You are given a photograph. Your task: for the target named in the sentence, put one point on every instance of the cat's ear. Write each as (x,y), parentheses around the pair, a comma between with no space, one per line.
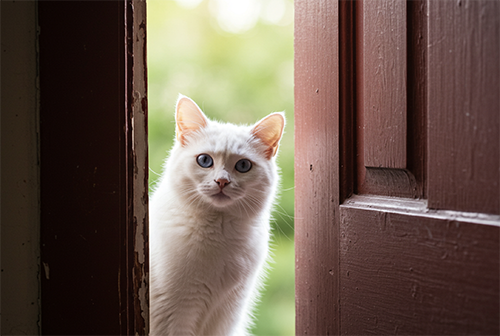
(269,130)
(188,118)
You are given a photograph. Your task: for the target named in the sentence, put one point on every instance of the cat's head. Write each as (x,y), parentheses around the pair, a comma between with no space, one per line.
(225,166)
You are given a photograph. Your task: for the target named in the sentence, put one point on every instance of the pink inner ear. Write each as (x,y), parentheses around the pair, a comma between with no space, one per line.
(269,130)
(189,118)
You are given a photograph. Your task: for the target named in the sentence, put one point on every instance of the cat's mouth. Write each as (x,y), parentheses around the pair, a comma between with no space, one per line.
(220,197)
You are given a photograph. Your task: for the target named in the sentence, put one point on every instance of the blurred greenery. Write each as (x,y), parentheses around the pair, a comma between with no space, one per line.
(237,77)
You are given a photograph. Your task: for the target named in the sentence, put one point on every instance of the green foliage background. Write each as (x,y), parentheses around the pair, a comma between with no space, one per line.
(238,78)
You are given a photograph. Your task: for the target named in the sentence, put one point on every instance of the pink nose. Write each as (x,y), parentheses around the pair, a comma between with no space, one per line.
(222,182)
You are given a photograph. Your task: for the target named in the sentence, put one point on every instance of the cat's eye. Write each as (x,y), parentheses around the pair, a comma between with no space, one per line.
(205,160)
(243,165)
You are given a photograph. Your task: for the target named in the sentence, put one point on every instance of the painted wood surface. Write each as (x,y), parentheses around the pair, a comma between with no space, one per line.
(409,271)
(394,74)
(464,105)
(383,84)
(316,171)
(93,184)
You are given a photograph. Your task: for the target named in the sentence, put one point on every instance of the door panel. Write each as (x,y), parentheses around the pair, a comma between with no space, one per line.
(393,241)
(409,271)
(464,105)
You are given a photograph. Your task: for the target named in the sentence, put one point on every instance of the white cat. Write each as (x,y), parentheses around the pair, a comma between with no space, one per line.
(209,224)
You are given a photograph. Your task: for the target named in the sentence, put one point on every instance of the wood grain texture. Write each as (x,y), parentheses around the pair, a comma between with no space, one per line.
(418,272)
(407,182)
(316,166)
(384,70)
(464,105)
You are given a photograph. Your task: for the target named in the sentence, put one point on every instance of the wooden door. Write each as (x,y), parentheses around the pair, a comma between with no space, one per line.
(397,167)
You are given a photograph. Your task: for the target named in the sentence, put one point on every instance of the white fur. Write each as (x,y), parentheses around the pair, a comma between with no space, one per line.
(208,253)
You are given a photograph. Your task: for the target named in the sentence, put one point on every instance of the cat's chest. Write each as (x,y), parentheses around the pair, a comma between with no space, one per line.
(223,248)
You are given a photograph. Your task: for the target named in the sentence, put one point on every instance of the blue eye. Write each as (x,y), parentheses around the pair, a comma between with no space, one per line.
(243,165)
(205,160)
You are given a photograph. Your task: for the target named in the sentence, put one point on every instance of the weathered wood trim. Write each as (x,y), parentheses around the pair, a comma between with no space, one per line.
(316,166)
(416,271)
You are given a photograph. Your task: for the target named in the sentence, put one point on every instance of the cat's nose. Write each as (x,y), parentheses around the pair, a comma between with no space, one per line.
(222,182)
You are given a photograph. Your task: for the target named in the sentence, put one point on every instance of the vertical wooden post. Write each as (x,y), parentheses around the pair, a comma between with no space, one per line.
(316,167)
(93,168)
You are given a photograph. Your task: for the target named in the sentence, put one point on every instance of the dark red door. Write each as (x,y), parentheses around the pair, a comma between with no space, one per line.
(397,167)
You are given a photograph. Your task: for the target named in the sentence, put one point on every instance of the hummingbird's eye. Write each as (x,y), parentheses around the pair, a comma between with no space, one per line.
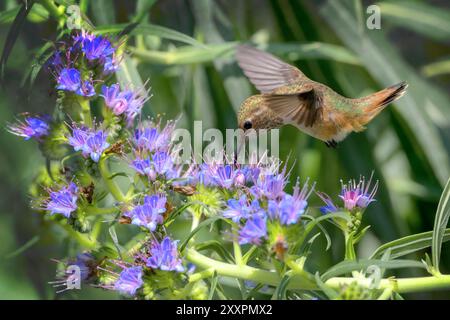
(247,125)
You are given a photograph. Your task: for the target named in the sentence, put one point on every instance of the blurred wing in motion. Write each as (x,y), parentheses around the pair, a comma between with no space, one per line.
(302,108)
(264,70)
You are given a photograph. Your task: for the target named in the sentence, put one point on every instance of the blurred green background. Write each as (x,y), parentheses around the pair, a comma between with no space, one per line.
(407,145)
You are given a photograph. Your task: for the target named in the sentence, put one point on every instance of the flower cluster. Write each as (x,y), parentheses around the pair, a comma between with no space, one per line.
(62,201)
(252,201)
(91,143)
(355,196)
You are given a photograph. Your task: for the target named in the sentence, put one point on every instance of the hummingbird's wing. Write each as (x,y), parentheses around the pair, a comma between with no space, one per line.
(303,108)
(265,71)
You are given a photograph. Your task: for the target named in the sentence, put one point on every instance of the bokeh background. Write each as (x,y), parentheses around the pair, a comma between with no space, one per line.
(407,146)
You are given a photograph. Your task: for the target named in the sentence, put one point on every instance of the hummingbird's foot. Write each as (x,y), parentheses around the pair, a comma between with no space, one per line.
(331,144)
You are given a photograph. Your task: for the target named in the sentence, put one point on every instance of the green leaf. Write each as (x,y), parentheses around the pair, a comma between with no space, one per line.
(113,234)
(408,244)
(214,281)
(24,247)
(184,55)
(349,266)
(203,224)
(423,18)
(280,292)
(424,108)
(440,222)
(314,50)
(13,33)
(142,9)
(150,30)
(436,68)
(103,11)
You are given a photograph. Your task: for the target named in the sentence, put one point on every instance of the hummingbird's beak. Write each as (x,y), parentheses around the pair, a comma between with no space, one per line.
(241,142)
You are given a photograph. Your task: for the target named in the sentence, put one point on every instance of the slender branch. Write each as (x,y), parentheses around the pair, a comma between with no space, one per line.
(110,184)
(306,282)
(81,238)
(56,12)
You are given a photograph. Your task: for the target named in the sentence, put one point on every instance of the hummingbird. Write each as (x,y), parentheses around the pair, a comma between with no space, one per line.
(289,97)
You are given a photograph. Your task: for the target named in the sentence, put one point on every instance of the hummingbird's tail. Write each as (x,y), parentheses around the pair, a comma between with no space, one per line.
(376,102)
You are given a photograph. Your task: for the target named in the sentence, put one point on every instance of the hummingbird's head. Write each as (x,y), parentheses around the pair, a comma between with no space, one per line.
(254,114)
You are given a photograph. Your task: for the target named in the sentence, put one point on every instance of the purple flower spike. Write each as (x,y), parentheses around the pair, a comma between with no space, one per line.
(329,206)
(86,89)
(113,100)
(270,186)
(78,140)
(225,176)
(164,256)
(31,127)
(63,201)
(253,231)
(162,162)
(90,143)
(290,208)
(69,79)
(367,196)
(128,102)
(97,144)
(358,195)
(241,209)
(130,280)
(143,166)
(149,215)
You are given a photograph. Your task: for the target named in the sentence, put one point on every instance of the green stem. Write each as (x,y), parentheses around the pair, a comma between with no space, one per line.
(86,111)
(307,282)
(94,210)
(349,246)
(201,275)
(237,250)
(56,12)
(403,285)
(110,184)
(245,272)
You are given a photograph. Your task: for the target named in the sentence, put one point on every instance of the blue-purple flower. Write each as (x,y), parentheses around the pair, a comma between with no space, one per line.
(84,261)
(128,102)
(149,214)
(129,281)
(357,195)
(270,186)
(241,209)
(354,195)
(96,144)
(254,230)
(153,138)
(290,208)
(164,256)
(63,201)
(31,127)
(90,143)
(162,162)
(69,79)
(329,206)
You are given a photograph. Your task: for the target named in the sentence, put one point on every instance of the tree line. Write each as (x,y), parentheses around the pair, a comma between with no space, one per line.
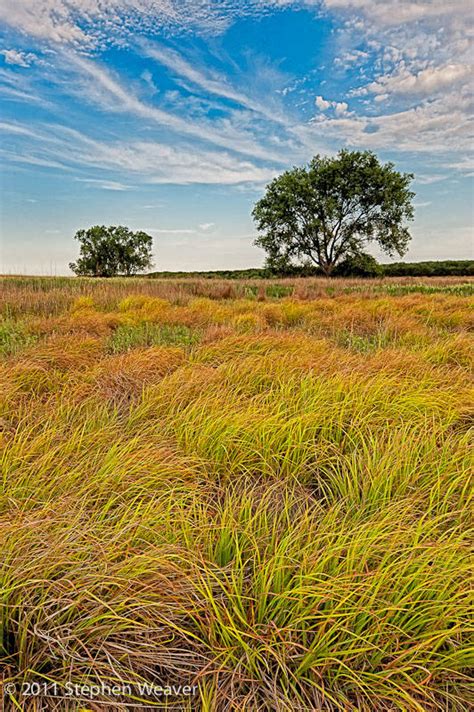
(315,219)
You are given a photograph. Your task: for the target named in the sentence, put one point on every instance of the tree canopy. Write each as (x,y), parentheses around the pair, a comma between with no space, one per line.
(332,208)
(112,251)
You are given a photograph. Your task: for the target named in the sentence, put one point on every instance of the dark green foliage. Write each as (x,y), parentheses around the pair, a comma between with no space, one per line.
(332,208)
(112,251)
(460,268)
(359,265)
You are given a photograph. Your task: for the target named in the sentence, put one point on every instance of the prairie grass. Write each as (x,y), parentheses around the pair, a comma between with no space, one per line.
(260,491)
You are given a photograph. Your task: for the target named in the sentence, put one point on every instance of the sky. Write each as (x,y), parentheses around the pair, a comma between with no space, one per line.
(171,116)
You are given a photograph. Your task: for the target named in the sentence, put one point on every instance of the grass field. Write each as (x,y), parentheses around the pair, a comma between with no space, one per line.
(257,489)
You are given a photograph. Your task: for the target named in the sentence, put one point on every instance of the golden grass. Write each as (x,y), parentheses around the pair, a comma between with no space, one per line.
(265,497)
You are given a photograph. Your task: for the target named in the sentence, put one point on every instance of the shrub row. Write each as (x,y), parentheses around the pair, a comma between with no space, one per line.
(352,268)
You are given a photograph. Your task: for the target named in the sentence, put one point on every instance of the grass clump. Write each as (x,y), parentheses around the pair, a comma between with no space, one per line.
(127,337)
(14,337)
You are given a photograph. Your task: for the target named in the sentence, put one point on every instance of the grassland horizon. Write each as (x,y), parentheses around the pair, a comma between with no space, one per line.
(238,495)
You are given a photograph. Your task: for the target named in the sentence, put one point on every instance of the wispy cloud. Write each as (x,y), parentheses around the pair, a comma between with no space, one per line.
(18,58)
(104,184)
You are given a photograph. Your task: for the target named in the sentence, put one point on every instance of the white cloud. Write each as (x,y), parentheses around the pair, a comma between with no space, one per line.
(427,82)
(147,77)
(90,23)
(170,231)
(103,89)
(340,107)
(149,162)
(322,104)
(18,58)
(104,184)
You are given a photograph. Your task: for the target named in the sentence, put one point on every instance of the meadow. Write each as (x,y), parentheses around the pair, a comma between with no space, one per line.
(259,489)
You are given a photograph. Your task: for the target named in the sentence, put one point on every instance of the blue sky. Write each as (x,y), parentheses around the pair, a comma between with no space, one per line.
(170,116)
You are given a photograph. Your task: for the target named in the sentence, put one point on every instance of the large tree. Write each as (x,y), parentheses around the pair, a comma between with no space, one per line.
(332,208)
(111,251)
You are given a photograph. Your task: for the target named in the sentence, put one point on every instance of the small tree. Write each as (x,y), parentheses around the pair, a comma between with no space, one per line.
(111,251)
(330,209)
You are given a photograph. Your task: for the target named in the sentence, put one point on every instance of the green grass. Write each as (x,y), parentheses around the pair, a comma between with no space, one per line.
(14,337)
(126,338)
(269,499)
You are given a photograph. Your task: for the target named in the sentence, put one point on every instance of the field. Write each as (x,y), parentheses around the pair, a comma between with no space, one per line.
(259,490)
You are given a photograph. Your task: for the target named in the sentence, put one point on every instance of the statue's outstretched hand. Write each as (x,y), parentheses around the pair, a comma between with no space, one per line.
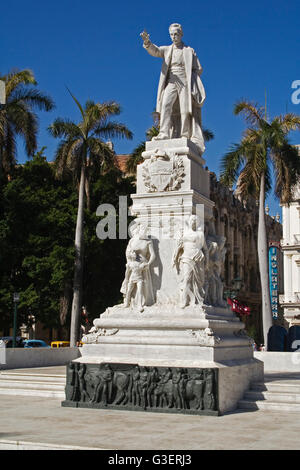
(145,36)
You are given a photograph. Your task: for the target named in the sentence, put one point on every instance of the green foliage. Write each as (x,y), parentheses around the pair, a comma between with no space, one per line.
(264,147)
(37,225)
(17,116)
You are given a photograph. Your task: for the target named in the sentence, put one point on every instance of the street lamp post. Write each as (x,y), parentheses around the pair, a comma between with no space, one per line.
(16,300)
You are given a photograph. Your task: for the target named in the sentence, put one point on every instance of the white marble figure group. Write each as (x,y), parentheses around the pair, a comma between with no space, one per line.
(198,261)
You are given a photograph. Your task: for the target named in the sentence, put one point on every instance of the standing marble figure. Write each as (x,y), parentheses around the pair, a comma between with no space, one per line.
(180,91)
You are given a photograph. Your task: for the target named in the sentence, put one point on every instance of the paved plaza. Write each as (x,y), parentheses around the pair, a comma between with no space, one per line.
(43,423)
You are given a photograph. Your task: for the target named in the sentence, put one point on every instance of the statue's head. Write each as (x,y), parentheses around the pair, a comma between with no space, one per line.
(176,33)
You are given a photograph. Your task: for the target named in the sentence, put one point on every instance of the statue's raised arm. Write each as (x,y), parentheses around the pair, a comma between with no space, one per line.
(146,38)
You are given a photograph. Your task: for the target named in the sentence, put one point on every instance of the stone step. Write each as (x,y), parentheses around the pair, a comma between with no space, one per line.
(276,386)
(276,397)
(33,393)
(8,383)
(32,384)
(268,405)
(33,377)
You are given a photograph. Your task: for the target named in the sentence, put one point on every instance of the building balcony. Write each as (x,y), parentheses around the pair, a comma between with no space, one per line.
(292,243)
(290,300)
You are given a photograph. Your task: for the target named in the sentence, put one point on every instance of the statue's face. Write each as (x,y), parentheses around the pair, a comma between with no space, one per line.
(176,36)
(193,222)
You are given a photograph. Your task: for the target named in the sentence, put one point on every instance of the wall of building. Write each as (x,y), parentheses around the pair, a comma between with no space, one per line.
(238,222)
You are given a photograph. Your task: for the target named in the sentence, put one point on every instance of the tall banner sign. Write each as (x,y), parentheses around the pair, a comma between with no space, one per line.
(273,277)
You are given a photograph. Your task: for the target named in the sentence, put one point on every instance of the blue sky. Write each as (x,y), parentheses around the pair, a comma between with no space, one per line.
(94,48)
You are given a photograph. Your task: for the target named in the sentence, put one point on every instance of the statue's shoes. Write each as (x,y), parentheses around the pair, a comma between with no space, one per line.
(160,137)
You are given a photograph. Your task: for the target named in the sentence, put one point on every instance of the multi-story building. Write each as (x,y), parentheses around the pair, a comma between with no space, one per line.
(290,245)
(238,221)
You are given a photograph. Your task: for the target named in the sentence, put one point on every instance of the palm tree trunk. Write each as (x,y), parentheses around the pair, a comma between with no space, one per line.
(78,268)
(262,248)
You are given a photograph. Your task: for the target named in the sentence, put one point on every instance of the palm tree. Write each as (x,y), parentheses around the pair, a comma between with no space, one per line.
(264,147)
(17,117)
(81,152)
(136,156)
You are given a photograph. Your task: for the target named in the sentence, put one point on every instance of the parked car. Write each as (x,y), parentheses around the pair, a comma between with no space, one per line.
(35,343)
(8,341)
(60,344)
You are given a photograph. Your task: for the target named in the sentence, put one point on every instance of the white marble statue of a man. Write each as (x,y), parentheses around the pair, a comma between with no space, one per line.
(180,92)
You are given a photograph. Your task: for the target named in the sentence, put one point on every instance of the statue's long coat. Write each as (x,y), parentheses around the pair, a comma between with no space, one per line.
(193,70)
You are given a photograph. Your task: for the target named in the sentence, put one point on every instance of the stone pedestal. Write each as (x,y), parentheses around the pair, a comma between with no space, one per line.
(181,344)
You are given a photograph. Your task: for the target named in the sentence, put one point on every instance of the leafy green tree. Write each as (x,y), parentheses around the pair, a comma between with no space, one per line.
(264,146)
(83,153)
(17,116)
(37,249)
(37,220)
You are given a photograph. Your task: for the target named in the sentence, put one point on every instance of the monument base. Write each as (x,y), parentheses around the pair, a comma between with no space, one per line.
(211,390)
(195,360)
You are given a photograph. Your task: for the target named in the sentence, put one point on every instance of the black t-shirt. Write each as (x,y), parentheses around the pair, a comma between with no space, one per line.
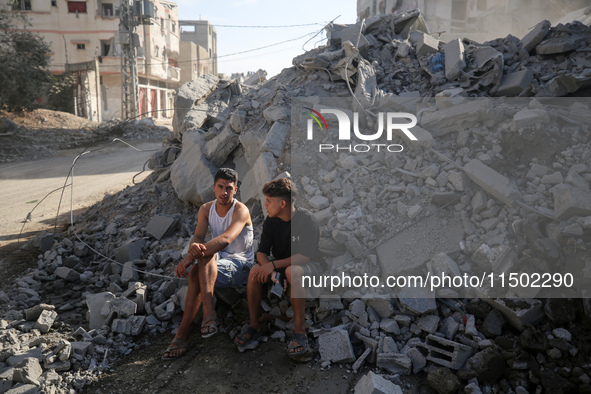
(298,236)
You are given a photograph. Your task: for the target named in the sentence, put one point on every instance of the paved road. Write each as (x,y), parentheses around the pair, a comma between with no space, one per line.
(23,185)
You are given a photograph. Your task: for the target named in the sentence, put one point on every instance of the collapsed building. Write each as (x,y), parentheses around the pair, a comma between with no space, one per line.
(489,185)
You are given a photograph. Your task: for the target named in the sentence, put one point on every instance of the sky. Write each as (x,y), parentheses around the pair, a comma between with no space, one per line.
(266,13)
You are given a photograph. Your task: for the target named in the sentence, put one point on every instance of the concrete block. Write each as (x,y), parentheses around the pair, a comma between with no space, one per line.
(455,61)
(82,348)
(428,323)
(449,119)
(572,201)
(536,35)
(276,138)
(442,263)
(33,313)
(530,117)
(418,360)
(361,360)
(394,363)
(492,182)
(219,148)
(448,353)
(192,173)
(335,346)
(95,303)
(45,321)
(515,83)
(372,383)
(28,371)
(130,251)
(390,326)
(129,273)
(382,306)
(161,226)
(67,274)
(519,312)
(417,300)
(16,359)
(426,44)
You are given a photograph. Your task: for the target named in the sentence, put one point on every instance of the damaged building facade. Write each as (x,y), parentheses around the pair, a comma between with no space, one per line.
(83,36)
(480,20)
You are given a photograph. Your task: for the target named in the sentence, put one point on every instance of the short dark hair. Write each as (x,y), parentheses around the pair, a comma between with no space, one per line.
(227,174)
(283,188)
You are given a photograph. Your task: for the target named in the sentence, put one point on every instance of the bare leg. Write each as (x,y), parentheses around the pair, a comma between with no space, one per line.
(208,272)
(192,305)
(254,293)
(298,300)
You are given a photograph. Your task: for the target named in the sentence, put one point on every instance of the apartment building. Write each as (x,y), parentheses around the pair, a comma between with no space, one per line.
(83,36)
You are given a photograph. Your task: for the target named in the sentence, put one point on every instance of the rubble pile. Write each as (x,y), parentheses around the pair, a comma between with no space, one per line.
(508,191)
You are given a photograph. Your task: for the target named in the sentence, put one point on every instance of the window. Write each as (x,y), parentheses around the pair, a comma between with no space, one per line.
(77,6)
(21,5)
(105,47)
(107,9)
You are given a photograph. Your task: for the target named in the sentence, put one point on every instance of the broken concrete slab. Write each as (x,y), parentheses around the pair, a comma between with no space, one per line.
(422,252)
(335,346)
(448,353)
(572,201)
(372,383)
(192,173)
(536,35)
(426,44)
(130,251)
(161,226)
(514,83)
(494,183)
(45,321)
(455,61)
(519,312)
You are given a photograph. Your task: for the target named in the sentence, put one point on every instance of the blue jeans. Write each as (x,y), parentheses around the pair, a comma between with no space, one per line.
(232,272)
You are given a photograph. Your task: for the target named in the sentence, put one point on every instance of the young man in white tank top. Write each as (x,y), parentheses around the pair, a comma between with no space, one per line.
(225,261)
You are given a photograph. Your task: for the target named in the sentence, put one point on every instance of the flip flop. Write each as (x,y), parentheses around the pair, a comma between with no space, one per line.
(252,333)
(175,345)
(301,340)
(209,330)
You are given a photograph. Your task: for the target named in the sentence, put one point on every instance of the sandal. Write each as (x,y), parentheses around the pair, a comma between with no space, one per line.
(301,341)
(177,344)
(247,334)
(209,328)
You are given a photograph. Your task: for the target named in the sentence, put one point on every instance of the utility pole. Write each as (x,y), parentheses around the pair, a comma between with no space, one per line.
(129,41)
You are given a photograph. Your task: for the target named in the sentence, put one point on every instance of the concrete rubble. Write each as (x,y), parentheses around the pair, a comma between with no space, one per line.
(506,200)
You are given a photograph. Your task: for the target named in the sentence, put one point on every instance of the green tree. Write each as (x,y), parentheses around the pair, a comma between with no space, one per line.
(24,61)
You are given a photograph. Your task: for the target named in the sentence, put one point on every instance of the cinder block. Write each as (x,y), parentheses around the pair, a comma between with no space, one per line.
(515,83)
(536,35)
(448,353)
(520,312)
(45,321)
(336,346)
(455,61)
(394,363)
(570,202)
(494,183)
(161,226)
(372,383)
(427,44)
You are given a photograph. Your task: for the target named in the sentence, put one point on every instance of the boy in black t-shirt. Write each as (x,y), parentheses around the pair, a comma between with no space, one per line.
(290,234)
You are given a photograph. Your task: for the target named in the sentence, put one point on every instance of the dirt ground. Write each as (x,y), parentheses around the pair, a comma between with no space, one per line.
(212,365)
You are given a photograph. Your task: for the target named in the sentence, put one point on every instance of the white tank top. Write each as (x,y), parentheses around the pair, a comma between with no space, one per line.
(241,248)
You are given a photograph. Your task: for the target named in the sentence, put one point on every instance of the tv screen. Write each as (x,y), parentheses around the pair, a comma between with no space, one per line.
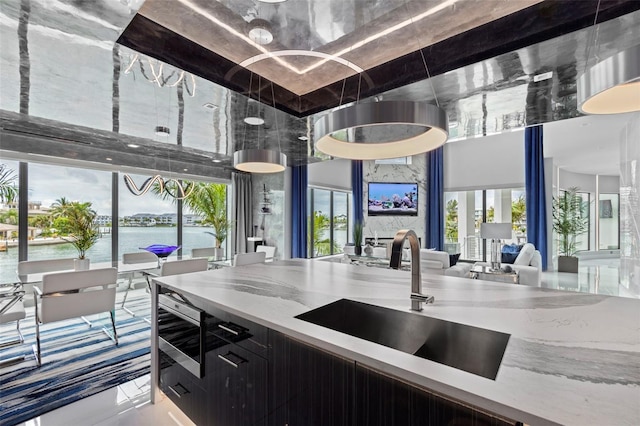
(393,199)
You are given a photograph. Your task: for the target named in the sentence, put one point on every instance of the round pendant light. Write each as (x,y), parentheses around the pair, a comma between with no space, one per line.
(259,161)
(380,130)
(611,86)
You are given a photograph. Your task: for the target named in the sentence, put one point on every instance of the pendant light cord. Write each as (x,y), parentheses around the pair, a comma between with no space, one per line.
(275,115)
(424,62)
(592,38)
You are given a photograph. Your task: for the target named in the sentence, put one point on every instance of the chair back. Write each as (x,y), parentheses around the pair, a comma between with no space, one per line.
(269,252)
(203,252)
(241,259)
(27,267)
(73,294)
(139,257)
(183,266)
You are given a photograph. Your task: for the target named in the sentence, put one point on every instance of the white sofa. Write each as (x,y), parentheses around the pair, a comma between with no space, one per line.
(437,263)
(528,264)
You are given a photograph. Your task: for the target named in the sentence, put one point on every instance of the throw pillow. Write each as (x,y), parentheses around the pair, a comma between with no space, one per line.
(524,258)
(508,257)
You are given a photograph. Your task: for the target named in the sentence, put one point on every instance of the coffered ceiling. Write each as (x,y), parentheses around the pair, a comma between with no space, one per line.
(100,76)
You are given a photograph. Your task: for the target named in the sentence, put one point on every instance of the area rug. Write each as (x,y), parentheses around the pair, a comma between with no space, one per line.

####################

Repeat only the stretch of lines starting at the one containing "of the coffered" and running to the final line of the entries above.

You are given a photograph. Your task: for the target named in the sentence, put one point on every instance of the coffered ceiling. Write each as (x,y), parentheses around the pair, a comma between with no space, one per line.
(100,76)
You are given a photograph. Your task: for the target named in the sentence, put one point on every instance of the area rug. Write each as (x,y), parentheses around the pair, a comma between with no space, one per line.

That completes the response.